Bagaimanapun juga, adanya proses peradilan yang terbuka, dapat menghapus faktor-faktor non-yuridis yang (diduga) ikut berperan. Benar salahnya seseorang akan ditentukan oleh kondisi obyektif perkara itu sendiri. Hal tersebut sudah mulai bisa kita lihat dalam perdebatan-perdebatan yang mengiringi putusan-putusan MK. Ditolaknya permohonan pengujian UU Pemilu Presiden yang diajukan Gus Dur, misalnya, tetap membuat kuasa hukum pemohon, Syaiful Anwar, merasa dihargai dan dihormati, meski permohonannya ditolak. Mungkin dirinya tetap saja memiliki pendapat-pendapat yang berbeda, namun, yang jelas dirinya tak lagi menyangsikan netralitas MK.

 

Untuk kasus ‘mafia peradilan' di Indonesia, masalah yang dihadapi sebenarnya lebih menyangkut pada apa yang terkandung di dalam poin ke-1. Sudah adakah jaminan akan proses yang jujur atau, meminjam istilah yang dipakai oleh MK, peradilan yang bebas dan tidak berpihak (fair trial) bagi pihak-pihak yang bertikai berdasar pada landasan obyektif yang berlaku umum? Masalah inilah yang sebenarnya membuat para pemerhati dan pegiat hukum dibuat gerah dan frustasi dalam mencari keadilan.

### Tugas yang Dikerjakan:
1. Tulis ulang bagian daftar yang dimulai dari baris berisi "Where can the wooden stick" sampai akhir daftar dengan mengganti "wooden stick" menjadi "wooden rod" dan tanpa perubahan lain.
2. Lanjutkan teks tentang keterbukaan peradilan dan mafia peradilan dari kalimat terakhirnya.
Teks sumber ini tidak berhubungan dengan daftar.

### Data Latihan:
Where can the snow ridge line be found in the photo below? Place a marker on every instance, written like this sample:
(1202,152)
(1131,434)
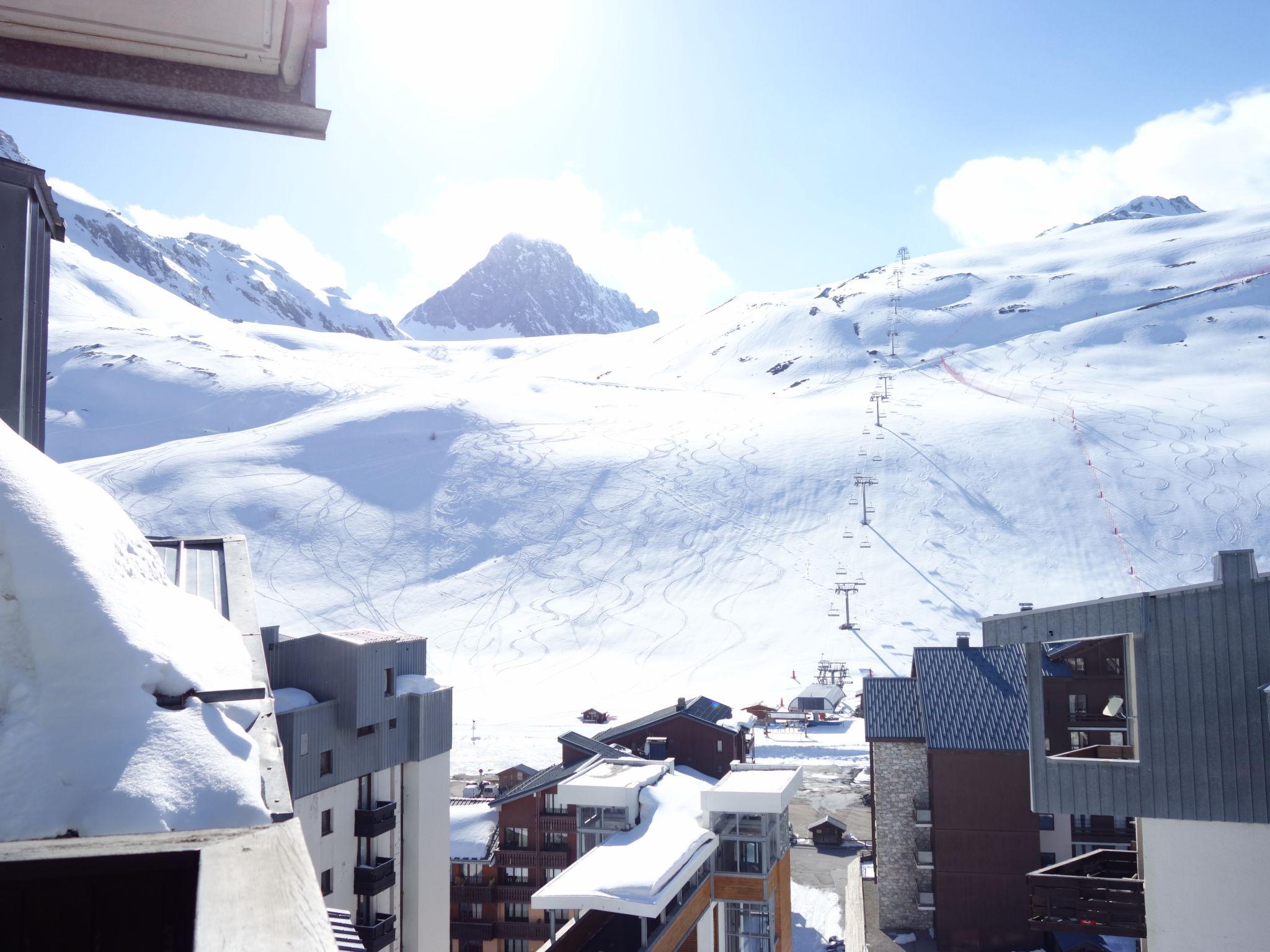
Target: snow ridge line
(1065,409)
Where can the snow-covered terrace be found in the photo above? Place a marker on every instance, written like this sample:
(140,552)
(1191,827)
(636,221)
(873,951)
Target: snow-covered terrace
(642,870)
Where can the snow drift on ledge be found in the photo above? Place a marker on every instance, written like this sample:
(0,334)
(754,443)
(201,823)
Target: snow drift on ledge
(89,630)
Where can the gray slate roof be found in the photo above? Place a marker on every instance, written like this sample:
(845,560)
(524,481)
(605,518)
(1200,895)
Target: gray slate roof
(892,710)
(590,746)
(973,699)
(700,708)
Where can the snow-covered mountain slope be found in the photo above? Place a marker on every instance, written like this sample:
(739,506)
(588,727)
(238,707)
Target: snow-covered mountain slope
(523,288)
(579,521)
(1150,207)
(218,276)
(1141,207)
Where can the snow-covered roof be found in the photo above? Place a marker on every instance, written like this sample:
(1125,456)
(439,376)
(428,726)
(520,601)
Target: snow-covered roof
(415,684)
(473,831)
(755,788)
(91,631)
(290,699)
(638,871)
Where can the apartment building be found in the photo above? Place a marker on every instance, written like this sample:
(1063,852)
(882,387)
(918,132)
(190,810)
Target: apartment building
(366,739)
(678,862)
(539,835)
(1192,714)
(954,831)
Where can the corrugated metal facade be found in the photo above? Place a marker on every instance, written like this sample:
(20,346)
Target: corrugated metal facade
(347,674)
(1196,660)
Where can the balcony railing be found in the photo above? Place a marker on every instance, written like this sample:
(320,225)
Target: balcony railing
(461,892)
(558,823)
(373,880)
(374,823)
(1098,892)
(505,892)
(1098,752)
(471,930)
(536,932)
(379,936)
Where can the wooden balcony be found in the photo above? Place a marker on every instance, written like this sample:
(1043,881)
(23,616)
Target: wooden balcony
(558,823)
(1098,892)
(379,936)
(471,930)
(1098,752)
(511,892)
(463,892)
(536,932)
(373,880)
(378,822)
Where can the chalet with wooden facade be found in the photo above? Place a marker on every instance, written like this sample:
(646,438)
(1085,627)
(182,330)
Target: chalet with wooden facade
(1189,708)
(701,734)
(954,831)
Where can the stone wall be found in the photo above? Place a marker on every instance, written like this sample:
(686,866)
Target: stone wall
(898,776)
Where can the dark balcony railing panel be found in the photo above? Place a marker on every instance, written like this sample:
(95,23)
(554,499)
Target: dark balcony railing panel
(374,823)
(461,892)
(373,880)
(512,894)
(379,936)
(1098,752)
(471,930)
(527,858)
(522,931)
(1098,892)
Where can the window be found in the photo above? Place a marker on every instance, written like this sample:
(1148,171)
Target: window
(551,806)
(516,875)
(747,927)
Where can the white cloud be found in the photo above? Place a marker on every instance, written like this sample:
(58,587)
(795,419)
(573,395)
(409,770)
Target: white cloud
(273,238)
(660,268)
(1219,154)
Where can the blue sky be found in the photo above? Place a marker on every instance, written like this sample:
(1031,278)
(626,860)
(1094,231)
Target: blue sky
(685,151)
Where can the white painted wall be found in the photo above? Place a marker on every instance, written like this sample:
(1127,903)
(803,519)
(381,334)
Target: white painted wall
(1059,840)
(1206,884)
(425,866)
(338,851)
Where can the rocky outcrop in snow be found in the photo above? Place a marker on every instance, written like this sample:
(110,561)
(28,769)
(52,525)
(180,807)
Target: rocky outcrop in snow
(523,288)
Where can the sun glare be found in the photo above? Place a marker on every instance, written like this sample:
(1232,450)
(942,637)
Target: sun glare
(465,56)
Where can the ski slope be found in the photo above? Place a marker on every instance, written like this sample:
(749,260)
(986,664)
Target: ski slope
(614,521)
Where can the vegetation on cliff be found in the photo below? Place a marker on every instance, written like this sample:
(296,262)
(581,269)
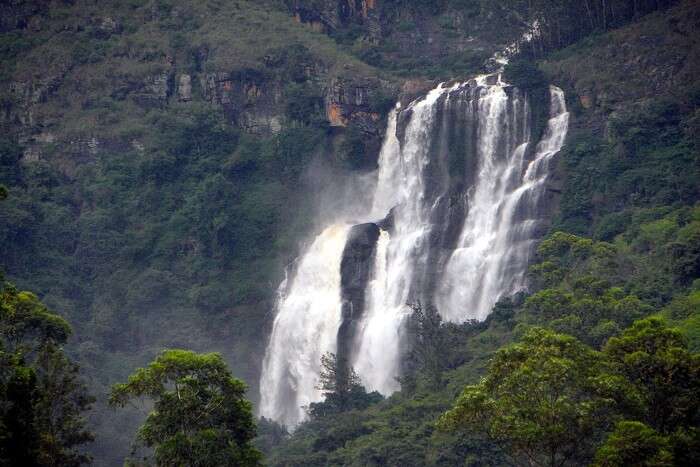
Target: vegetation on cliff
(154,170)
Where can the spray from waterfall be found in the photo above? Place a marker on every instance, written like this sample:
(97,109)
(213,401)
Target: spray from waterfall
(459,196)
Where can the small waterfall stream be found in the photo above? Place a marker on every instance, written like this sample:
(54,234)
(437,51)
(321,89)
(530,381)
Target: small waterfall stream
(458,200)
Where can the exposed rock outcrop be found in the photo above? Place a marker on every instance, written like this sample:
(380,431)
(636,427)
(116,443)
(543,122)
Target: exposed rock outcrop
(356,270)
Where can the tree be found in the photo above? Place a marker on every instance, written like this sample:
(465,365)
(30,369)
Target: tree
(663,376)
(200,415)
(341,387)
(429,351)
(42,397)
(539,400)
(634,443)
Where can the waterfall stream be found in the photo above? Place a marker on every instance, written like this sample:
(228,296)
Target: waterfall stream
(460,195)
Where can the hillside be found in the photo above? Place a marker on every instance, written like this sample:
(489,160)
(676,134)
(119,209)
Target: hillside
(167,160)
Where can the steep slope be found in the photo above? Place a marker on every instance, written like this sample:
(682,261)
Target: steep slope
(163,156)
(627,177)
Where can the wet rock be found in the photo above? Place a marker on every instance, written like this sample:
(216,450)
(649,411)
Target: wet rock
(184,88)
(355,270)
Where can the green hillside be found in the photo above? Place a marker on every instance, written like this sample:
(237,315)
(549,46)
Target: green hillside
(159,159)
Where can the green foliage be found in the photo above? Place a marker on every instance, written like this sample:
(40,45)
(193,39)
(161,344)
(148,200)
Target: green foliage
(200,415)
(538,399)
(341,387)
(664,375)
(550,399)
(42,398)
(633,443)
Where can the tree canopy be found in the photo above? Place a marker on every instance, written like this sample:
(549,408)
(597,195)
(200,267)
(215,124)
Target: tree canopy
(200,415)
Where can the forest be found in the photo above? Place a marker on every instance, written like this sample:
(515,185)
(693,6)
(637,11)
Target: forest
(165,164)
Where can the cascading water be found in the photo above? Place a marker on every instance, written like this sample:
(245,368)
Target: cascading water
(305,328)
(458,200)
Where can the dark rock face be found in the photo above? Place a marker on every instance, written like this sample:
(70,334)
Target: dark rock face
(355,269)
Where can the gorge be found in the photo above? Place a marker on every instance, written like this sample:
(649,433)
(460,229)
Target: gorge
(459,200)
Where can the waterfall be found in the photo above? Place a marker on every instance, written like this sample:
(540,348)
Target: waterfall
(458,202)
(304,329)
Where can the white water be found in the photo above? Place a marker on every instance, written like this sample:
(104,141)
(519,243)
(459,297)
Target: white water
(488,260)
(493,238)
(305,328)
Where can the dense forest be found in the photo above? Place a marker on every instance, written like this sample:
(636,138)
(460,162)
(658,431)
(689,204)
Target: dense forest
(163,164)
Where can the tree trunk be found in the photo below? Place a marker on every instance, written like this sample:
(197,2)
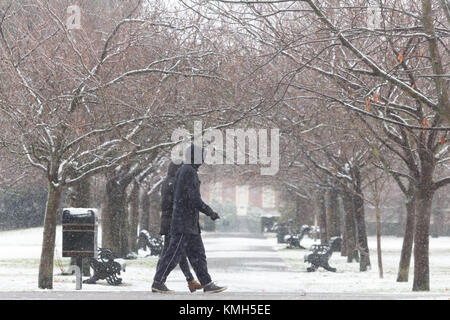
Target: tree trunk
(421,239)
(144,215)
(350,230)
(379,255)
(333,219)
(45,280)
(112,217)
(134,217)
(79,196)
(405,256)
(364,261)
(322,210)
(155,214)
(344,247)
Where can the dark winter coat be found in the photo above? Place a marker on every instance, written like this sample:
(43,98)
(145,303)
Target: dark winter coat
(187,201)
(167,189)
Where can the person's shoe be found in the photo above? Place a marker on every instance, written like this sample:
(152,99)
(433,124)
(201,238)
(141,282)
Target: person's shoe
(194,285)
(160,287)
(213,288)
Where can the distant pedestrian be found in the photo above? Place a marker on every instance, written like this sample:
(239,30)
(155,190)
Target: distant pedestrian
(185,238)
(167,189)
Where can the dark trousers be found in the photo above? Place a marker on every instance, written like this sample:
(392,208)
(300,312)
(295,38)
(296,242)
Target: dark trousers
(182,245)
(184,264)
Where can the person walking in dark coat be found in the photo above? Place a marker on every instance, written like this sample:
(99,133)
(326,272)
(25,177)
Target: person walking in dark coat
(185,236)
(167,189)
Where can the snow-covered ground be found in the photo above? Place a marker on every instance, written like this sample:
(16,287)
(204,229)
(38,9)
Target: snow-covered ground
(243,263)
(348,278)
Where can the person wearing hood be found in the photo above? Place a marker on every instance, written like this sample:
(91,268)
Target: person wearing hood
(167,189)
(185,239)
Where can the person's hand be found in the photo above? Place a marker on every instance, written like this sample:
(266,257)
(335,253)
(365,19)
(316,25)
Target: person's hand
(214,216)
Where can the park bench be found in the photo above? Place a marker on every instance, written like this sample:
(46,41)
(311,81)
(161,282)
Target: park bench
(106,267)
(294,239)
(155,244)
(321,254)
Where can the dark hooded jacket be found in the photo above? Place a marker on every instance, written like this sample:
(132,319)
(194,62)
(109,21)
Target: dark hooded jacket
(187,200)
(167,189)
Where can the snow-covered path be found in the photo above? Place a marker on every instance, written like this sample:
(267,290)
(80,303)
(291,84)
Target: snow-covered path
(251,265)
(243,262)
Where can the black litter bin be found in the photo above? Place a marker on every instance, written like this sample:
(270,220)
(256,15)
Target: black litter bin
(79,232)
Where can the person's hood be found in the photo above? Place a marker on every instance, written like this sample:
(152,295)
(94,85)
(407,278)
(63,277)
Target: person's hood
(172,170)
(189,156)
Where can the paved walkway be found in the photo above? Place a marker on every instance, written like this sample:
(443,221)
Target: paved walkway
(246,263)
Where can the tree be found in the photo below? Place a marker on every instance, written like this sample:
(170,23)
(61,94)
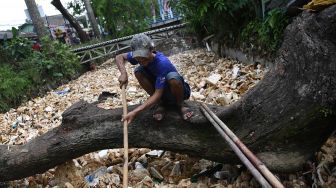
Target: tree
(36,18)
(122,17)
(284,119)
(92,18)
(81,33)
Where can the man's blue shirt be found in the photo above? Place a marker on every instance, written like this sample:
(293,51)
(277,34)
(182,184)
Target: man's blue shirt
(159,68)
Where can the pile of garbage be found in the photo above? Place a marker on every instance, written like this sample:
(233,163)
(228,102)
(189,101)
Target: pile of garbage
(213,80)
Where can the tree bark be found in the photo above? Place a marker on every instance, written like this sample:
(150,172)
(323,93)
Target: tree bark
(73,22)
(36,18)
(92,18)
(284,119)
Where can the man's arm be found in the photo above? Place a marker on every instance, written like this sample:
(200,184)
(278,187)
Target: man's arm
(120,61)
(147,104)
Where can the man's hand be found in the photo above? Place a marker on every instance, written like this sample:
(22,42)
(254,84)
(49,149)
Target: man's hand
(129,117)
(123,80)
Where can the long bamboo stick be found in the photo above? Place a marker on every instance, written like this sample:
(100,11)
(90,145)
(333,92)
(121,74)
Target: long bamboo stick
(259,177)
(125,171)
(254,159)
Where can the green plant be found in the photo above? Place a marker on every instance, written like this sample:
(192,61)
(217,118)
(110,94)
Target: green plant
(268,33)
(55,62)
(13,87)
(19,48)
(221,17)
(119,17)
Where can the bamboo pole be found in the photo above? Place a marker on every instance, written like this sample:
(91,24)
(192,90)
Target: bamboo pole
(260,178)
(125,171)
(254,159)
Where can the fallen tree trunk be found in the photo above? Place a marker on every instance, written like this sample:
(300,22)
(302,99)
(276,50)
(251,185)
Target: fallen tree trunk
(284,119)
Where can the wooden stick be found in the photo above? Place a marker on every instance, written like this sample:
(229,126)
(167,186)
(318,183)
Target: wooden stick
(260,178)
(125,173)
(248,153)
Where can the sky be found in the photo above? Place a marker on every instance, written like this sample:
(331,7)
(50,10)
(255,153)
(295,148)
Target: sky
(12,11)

### Jawaban per Tugas:
1.
Where can the wooden rod be found in the photo above? Place a marker on every instance, written like this sample:
(229,126)
(167,186)
(318,183)
Target: wooden rod
(260,178)
(125,173)
(248,153)
Where can the sky be found in the photo above? Place a marker on every instance, written like this sample:
(331,7)
(50,10)
(255,153)
(295,148)
Target: sky
(12,11)

2.
 

Pembenahan proses penanganan perkara

Untuk perbaikan ke depannya, tidak dipenuhinya poin ke-1 (proses yang jujur) di atas dapat dijadikan patokan kemungkinan adanya kondisi yang sangat ekstrim yang dapat dijadikan bukti oleh KY untuk melakukan pemeriksaan lebih lanjut lagi. Tentu, masih mesti dilihat lagi seberapa serius pelanggaran atas syarat-syarat adanya peradilan yang bebas dan tidak berpihak, dalam kasus-kasus nyata. Dalam hal ini, KY di satu sisi harus tetap berusaha menghindari intervensi atas pendapat hukum hakim bersangkutan, namun, di sisi lain juga terus berusaha membantu menegakkan proses peradilan yang jujur.

 

Untuk mewujudkan hal tersebut di atas, KY perlu melakukan kerja sama dengan MA. Tujuan KY adalah ikut memecahkan permasalahan internal yang dihadapi MA, bukan untuk menjadi kekuasaan kehakiman tandingan. Semakin politis tekanan yang diberikan KY, maka akan semakin defensif lembaga MA. Akibat paling parah, kita akan dihadapkan pada pilihan antara MA dan KY yang sebenarnya tidak perlu. Bagaimanapun juga, mustahil peradilan yang jujur dapat diwujudkan tanpa inisiatif dan peran serta MA.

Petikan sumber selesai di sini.